06-05-2015, 11:45 AM
(This post was last modified: 09-01-2022, 01:04 AM by Fearless Community.
Edit Reason: Checked Encoding
)
I've tried looking for the question and from what I've gathered it tells you hannah has n sweets in which 6 of them are orange. The probability of picking two orange sweets one after the other is 1/3.
So if you define the probability of picking an orange sweet as 6/n and then the probability of picking another orange sweet (without replacement) as 5/(n-1) then multiplying these together will equal 1/3.
6/n x 5/(n-1) = 1/3
30/n(n-1) = 1/3
30 = 1/3 x n(n-1)
90 = n(n-1)
n^2 - n - 90 = 0
Is this what part (a) was about? Then solving to get n=10?
I can see why the first part is pretty tricky for a GCSE paper.
edit: also sorry if it's hard to follow the working, maths looks pretty shit without proper formatting
So if you define the probability of picking an orange sweet as 6/n and then the probability of picking another orange sweet (without replacement) as 5/(n-1) then multiplying these together will equal 1/3.

> [Provided information]
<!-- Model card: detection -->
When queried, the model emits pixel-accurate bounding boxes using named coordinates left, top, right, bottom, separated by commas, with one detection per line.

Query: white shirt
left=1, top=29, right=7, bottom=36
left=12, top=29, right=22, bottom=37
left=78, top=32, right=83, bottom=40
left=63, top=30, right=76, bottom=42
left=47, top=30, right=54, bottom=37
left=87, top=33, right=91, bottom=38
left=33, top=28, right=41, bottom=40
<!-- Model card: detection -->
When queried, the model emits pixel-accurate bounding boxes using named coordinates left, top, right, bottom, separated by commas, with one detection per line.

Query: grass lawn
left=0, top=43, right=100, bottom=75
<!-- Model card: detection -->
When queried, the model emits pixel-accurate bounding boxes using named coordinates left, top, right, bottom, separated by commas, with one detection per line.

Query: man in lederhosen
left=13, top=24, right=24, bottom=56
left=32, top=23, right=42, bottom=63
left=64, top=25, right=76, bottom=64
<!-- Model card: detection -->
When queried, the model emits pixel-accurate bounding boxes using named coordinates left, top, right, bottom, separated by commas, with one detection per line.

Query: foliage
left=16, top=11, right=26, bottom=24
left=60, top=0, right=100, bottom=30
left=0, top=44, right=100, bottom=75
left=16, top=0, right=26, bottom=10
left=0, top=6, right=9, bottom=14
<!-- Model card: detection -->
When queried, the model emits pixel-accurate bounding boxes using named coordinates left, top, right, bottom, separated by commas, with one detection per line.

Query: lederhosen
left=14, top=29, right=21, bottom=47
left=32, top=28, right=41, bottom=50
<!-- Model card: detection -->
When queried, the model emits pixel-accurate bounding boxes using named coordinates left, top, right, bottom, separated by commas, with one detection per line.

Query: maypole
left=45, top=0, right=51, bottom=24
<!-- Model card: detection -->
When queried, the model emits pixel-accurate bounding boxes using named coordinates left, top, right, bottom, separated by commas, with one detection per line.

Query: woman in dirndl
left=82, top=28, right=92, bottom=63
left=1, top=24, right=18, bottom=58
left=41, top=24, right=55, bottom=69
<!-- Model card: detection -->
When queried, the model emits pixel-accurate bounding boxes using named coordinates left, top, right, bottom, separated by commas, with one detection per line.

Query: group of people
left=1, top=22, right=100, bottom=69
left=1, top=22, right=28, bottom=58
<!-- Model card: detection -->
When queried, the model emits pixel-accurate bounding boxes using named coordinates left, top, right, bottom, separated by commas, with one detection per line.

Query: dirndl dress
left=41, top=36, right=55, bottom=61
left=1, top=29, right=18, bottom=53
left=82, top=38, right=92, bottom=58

> [What you will do]
1 - Based on the forum post about the sweets problem, say whether each statement agrees with it. Answer yes or no for each and quote the words that decide it.
(a) Six of Hannah's sweets are orange.
(b) The two sweets are picked with replacement.
(c) The poster considers the first part easy for a GCSE paper.
2 - Retype the listing, starting at its first line and ending at the line that contains "left=0, top=6, right=9, bottom=14". Include both of those lines.

> [Solution set]
1 -
(a) Yes: "hannah has n sweets in which 6 of them are orange"
(b) No: "(without replacement)"
(c) No: "I can see why the first part is pretty tricky for a GCSE paper."

2 -
<!-- Model card: detection -->
When queried, the model emits pixel-accurate bounding boxes using named coordinates left, top, right, bottom, separated by commas, with one detection per line.

Query: white shirt
left=1, top=29, right=7, bottom=36
left=12, top=29, right=22, bottom=37
left=78, top=32, right=83, bottom=40
left=63, top=30, right=76, bottom=42
left=47, top=30, right=54, bottom=37
left=87, top=33, right=91, bottom=38
left=33, top=28, right=41, bottom=40
<!-- Model card: detection -->
When queried, the model emits pixel-accurate bounding boxes using named coordinates left, top, right, bottom, separated by commas, with one detection per line.

Query: grass lawn
left=0, top=43, right=100, bottom=75
<!-- Model card: detection -->
When queried, the model emits pixel-accurate bounding boxes using named coordinates left, top, right, bottom, separated by commas, with one detection per line.

Query: man in lederhosen
left=13, top=24, right=24, bottom=56
left=32, top=23, right=42, bottom=63
left=64, top=25, right=76, bottom=64
<!-- Model card: detection -->
When queried, the model emits pixel-accurate bounding boxes using named coordinates left, top, right, bottom, separated by commas, with one detection per line.

Query: foliage
left=16, top=11, right=26, bottom=24
left=60, top=0, right=100, bottom=30
left=0, top=44, right=100, bottom=75
left=16, top=0, right=26, bottom=10
left=0, top=6, right=9, bottom=14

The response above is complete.